* WHAT IS BEING ASKED:
Give back exactly the lines of the material below, starting with the line with "output [[111, 110]]." and going on through the line with "output [[54, 45]].".

___ MATERIAL TO PROCESS ___

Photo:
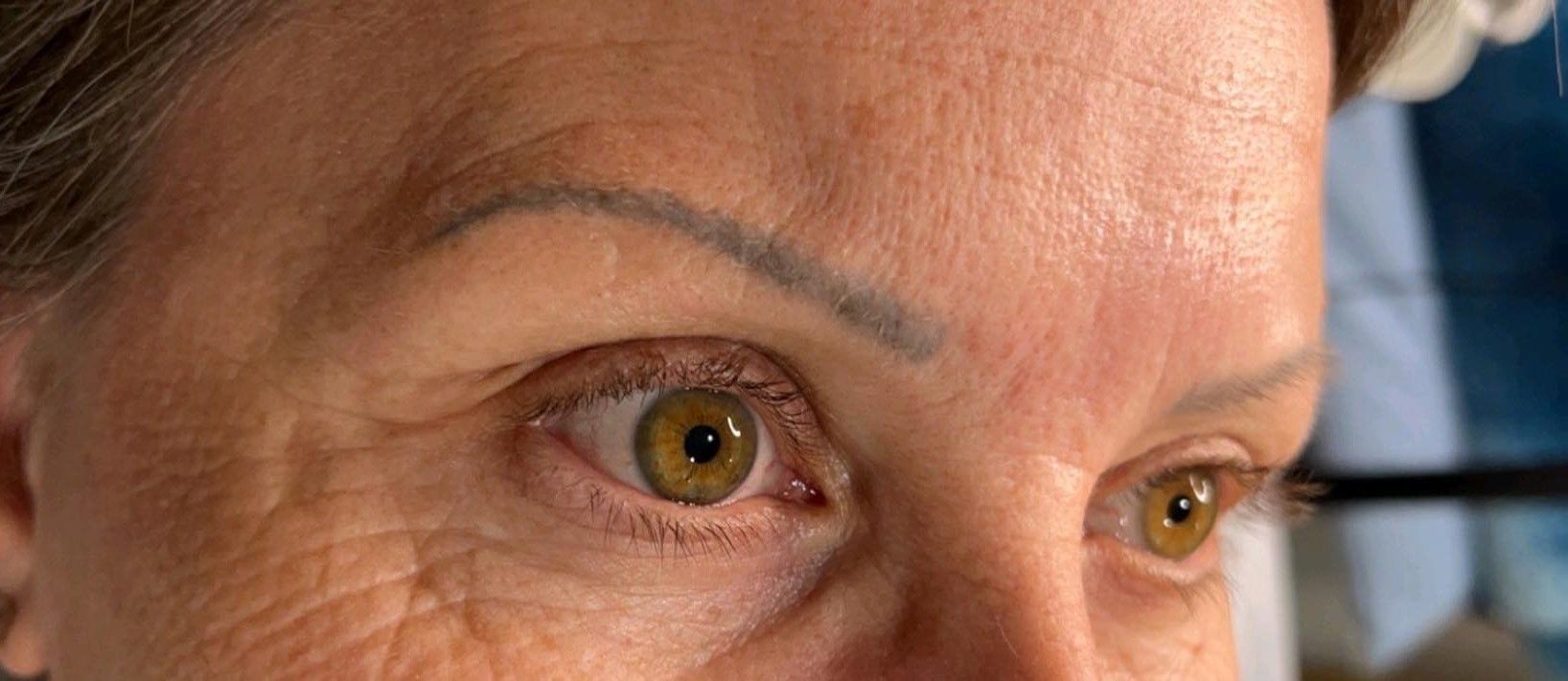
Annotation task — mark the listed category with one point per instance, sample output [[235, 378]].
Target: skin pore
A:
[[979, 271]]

___
___ MATERIAL TO PROCESS ___

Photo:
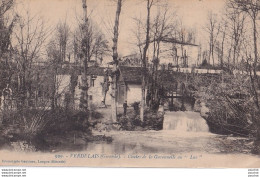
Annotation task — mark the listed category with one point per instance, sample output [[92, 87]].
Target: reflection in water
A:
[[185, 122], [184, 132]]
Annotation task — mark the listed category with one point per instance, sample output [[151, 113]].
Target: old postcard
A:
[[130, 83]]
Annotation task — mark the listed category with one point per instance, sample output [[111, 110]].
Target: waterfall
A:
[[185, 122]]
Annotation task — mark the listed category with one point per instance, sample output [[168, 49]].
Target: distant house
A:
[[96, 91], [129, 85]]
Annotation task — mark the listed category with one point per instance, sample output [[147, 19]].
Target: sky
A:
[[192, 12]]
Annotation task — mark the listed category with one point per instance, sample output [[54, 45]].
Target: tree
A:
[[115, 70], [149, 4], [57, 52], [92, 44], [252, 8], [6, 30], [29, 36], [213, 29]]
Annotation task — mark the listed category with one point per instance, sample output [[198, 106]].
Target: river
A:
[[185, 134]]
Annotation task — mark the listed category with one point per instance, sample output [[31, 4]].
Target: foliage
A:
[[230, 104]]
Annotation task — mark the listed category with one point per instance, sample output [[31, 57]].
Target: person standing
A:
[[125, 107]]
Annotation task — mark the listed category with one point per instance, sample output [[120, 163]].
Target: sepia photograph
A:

___
___ MATERIAL TO PROCESS ___

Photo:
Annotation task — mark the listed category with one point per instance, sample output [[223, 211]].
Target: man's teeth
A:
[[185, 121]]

___

* EXERCISE ANSWER:
Annotation task — mark the listed category with one point per instance, sample output [[111, 110]].
Target: waterfall
A:
[[185, 122]]
Annotation task — mark the listed category with one point per instance, sample output [[168, 49]].
Target: distant house
A:
[[96, 91], [129, 85]]
Annotation task — mark the listed category with one point per instance, sample output [[147, 19]].
Target: sky
A:
[[192, 12]]
Annotation task — mark the listed category with one point per instance, sample output [[54, 45]].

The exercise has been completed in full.